# 2011 tail lights on a 2004 Phaeton?



## cowboy_ (May 16, 2011)

Will this ones fit on a 2004 Phaeton? I asked the seller and he says yes, but I'm not so sure about it (the backup light is on both lights, the outer and the inner light and on my car is only on the inner light so not so sure how will that work out of the box...)

http://www.ebay.de/itm/VW-Phaeton-3...its=Make:VW|Model:Phaeton&hash=item565763e576


----------



## PowerDubs (Jul 22, 2001)

Yes, they will physically fit, but as far as function? Unknown.

I've been looking for a set of those for a long time to try out.. but the price on that set is $$$$. He has had them listed for a loooong time.

Taking the exchange rate and shipping into account, you are pushing upwards of a $2,000 gamble.

There was a set last summer that sold for $650 (used). I still couldn't bring myself to gamble on them.


----------



## cowboy_ (May 16, 2011)

That's great news!

I have been playing with CAN messages for a while now and I think that even if they don't work electronically wise I can receive the message that is supposed to be turning on the different lights and translate that message to a valid message for this lights.

I was kind of concerned that they won't fit on the space and the bolts used on the current lights won't allow this new set of lights to fit in correctly.

Now I need to wait for the right lights to show up.

Thanks!
Juan


----------



## Tiger0002 (Apr 23, 2013)

You can use headlight plastic polishing kit on tail lights too. I have done this on mine. I think my car was transported with rear of the car faced front so there was rock chips and course feeling... so I used the headlight polish kit on my tail light and they look like brand new now.

I used the Mother's Headlight polishing kit.


----------



## macaddiict (Feb 26, 2003)

Although I think the Phaeton looks fantastic with its default lights, I think it would be fun to update to these if a good deal became available. Has anyone found out if they would work on a NAR 2004 by chance?


----------



## Pasi.K. (Aug 3, 2003)

They work fine on my 2005 phaeton, have had them about a year now.

## GIVEN REQUEST
Reproduce the whole forum thread about 2011 tail lights on a 2004 Phaeton, word for word. The items come from a different source than the forum thread.

## EXCERPTED RECORDS
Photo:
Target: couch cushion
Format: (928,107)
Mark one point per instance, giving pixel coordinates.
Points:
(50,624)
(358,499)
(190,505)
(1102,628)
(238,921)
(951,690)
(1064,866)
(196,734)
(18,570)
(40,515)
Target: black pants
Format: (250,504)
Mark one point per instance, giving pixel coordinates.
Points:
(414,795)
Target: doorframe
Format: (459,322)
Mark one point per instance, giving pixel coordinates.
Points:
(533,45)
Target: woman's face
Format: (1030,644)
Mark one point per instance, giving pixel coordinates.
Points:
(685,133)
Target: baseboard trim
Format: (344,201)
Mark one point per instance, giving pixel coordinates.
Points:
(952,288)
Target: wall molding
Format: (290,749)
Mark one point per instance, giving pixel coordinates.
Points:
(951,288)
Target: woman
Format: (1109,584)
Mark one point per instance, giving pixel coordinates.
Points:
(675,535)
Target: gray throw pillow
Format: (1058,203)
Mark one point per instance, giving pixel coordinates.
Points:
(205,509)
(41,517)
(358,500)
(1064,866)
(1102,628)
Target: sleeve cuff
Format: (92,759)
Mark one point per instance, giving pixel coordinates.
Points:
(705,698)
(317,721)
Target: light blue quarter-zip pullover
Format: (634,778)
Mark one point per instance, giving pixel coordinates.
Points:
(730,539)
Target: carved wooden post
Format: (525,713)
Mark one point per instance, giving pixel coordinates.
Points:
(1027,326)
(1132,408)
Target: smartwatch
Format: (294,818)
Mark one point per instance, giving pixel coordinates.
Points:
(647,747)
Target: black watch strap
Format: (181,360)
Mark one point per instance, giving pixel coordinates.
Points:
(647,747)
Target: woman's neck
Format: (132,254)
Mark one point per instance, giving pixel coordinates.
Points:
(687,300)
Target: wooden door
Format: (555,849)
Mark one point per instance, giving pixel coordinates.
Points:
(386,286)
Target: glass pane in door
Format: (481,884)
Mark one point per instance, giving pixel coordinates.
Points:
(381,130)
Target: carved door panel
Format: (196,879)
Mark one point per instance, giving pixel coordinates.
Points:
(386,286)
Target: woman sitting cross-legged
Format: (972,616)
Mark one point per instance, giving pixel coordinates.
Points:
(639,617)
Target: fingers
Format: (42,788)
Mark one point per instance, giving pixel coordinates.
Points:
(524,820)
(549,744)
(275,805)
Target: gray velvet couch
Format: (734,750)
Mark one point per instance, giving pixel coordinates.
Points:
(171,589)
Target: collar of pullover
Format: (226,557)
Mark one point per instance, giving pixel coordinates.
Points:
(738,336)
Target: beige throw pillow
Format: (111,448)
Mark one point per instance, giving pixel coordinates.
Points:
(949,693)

## PROBLEM SOLUTION
# 2011 tail lights on a 2004 Phaeton?



## cowboy_ (May 16, 2011)

Will this ones fit on a 2004 Phaeton? I asked the seller and he says yes, but I'm not so sure about it (the backup light is on both lights, the outer and the inner light and on my car is only on the inner light so not so sure how will that work out of the box...)

http://www.ebay.de/itm/VW-Phaeton-3...its=Make:VW|Model:Phaeton&hash=item565763e576


----------



## PowerDubs (Jul 22, 2001)

Yes, they will physically fit, but as far as function? Unknown.

I've been looking for a set of those for a long time to try out.. but the price on that set is $$$$. He has had them listed for a loooong time.

Taking the exchange rate and shipping into account, you are pushing upwards of a $2,000 gamble.

There was a set last summer that sold for $650 (used). I still couldn't bring myself to gamble on them.


----------



## cowboy_ (May 16, 2011)

That's great news!

I have been playing with CAN messages for a while now and I think that even if they don't work electronically wise I can receive the message that is supposed to be turning on the different lights and translate that message to a valid message for this lights.

I was kind of concerned that they won't fit on the space and the bolts used on the current lights won't allow this new set of lights to fit in correctly.

Now I need to wait for the right lights to show up.

Thanks!
Juan


----------



## Tiger0002 (Apr 23, 2013)

You can use headlight plastic polishing kit on tail lights too. I have done this on mine. I think my car was transported with rear of the car faced front so there was rock chips and course feeling... so I used the headlight polish kit on my tail light and they look like brand new now.

I used the Mother's Headlight polishing kit.


----------



## macaddiict (Feb 26, 2003)

Although I think the Phaeton looks fantastic with its default lights, I think it would be fun to update to these if a good deal became available. Has anyone found out if they would work on a NAR 2004 by chance?


----------



## Pasi.K. (Aug 3, 2003)

They work fine on my 2005 phaeton, have had them about a year now.